# Given records:
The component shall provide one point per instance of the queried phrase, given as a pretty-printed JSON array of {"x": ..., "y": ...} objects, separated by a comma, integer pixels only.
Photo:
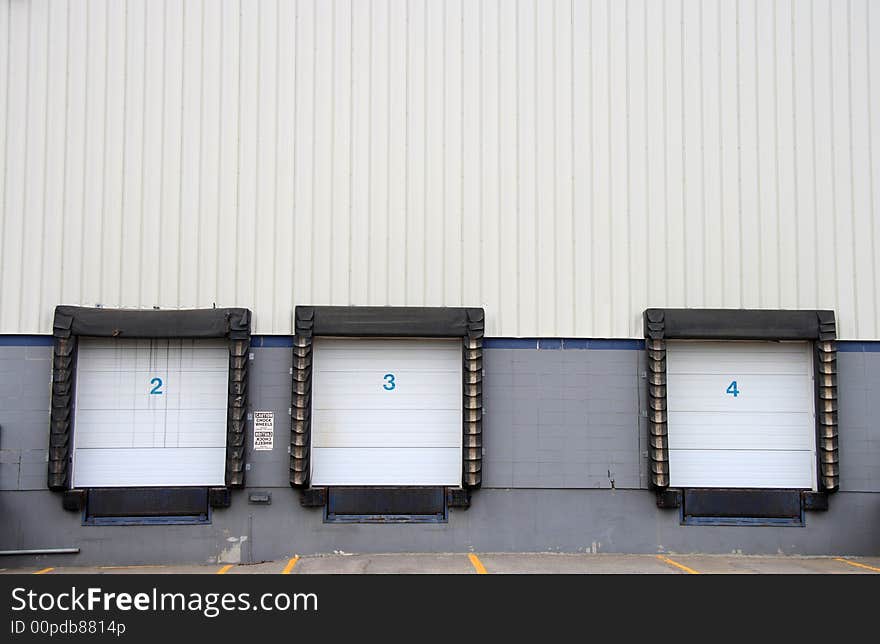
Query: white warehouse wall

* * *

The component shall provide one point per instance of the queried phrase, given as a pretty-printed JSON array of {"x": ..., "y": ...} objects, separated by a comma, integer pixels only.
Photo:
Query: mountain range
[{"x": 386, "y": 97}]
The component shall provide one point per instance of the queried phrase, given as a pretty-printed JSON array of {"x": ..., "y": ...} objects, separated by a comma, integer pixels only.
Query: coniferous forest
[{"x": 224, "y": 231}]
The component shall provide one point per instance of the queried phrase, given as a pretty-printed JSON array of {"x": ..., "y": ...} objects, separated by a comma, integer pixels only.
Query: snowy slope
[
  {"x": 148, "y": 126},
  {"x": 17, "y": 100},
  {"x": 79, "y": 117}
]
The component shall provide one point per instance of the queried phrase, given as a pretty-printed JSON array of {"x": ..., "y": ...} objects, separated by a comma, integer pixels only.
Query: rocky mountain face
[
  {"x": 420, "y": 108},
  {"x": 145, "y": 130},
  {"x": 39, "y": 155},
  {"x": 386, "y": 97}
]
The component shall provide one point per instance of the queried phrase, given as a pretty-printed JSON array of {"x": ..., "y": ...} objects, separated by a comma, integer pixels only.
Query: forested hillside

# Exercise goal:
Above are the records; from them, give again exactly the lines from the one containing "Query: coniferous forest" to the one containing "Query: forested hillside", both lines included, and nothing more.

# Result:
Query: coniferous forest
[{"x": 224, "y": 231}]
The component shall provide one point per instance of the queried phrase, given as a pretty-printed JSON array of {"x": ..., "y": ...} objects, separated by a comma, integer pixels only.
Query: snowy slope
[
  {"x": 148, "y": 126},
  {"x": 17, "y": 100},
  {"x": 79, "y": 117}
]
The component shall provide one point per instance of the queried phrase, given as a pretty-printed JSON array of {"x": ..., "y": ...} objects, separated by a comma, integer pixels only.
Query: rocky mountain face
[
  {"x": 420, "y": 108},
  {"x": 145, "y": 130},
  {"x": 39, "y": 155},
  {"x": 386, "y": 97}
]
The component shall provide one point per instance of the queried phrase, given as a pretty-printed JSON array of {"x": ..., "y": ...} objects, separated by a comma, integer pixels only.
Query: forested hillside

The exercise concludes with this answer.